Brief = Reproduce every line of the records below word for word, leaving out the pictures.
╭─ Extracted material
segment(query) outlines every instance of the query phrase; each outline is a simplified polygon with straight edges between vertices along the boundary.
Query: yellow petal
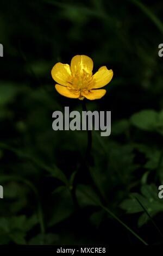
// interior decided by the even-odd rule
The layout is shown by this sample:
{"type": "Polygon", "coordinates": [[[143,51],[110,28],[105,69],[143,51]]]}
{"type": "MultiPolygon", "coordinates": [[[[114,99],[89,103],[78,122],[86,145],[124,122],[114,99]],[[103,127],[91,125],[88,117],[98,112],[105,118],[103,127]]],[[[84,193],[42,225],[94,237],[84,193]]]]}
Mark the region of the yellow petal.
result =
{"type": "Polygon", "coordinates": [[[93,62],[91,58],[86,55],[76,55],[71,62],[71,69],[73,74],[83,73],[83,70],[92,74],[93,62]]]}
{"type": "Polygon", "coordinates": [[[92,76],[94,79],[93,89],[98,89],[106,86],[110,82],[113,76],[111,69],[109,70],[105,66],[102,66],[92,76]]]}
{"type": "Polygon", "coordinates": [[[90,90],[82,91],[82,95],[84,96],[86,99],[89,100],[93,100],[101,99],[106,93],[106,90],[90,90]]]}
{"type": "Polygon", "coordinates": [[[80,92],[78,90],[71,89],[70,87],[65,87],[60,84],[55,84],[55,87],[60,94],[65,97],[77,99],[80,96],[80,92]]]}
{"type": "Polygon", "coordinates": [[[57,83],[67,86],[67,82],[71,76],[70,65],[58,62],[52,69],[52,76],[57,83]]]}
╰─
Response below =
segment(query) outlines every instance of the query phrase; each outline is a simplified polygon with straight edges between vertices along the boundary.
Query: yellow petal
// interior decided by the even-odd rule
The layout is shown by this sample:
{"type": "Polygon", "coordinates": [[[143,51],[110,28],[105,69],[143,51]]]}
{"type": "MultiPolygon", "coordinates": [[[[114,99],[89,103],[78,122],[86,145],[124,122],[114,99]],[[103,127],[91,125],[88,117],[98,112],[105,118],[103,127]]],[[[84,193],[42,225],[94,237],[84,193]]]]}
Mark the region of the yellow petal.
result =
{"type": "Polygon", "coordinates": [[[93,62],[91,58],[86,55],[76,55],[71,62],[71,69],[73,74],[83,73],[83,70],[92,74],[93,62]]]}
{"type": "Polygon", "coordinates": [[[92,76],[94,79],[93,89],[98,89],[106,86],[110,82],[113,76],[111,69],[109,70],[105,66],[102,66],[92,76]]]}
{"type": "Polygon", "coordinates": [[[90,90],[82,91],[82,95],[84,96],[86,99],[89,100],[93,100],[101,99],[106,93],[106,90],[90,90]]]}
{"type": "Polygon", "coordinates": [[[80,92],[78,90],[71,89],[70,87],[65,87],[60,84],[55,84],[55,87],[60,94],[65,97],[77,99],[80,96],[80,92]]]}
{"type": "Polygon", "coordinates": [[[57,83],[67,86],[67,82],[71,76],[70,65],[58,62],[52,69],[52,76],[57,83]]]}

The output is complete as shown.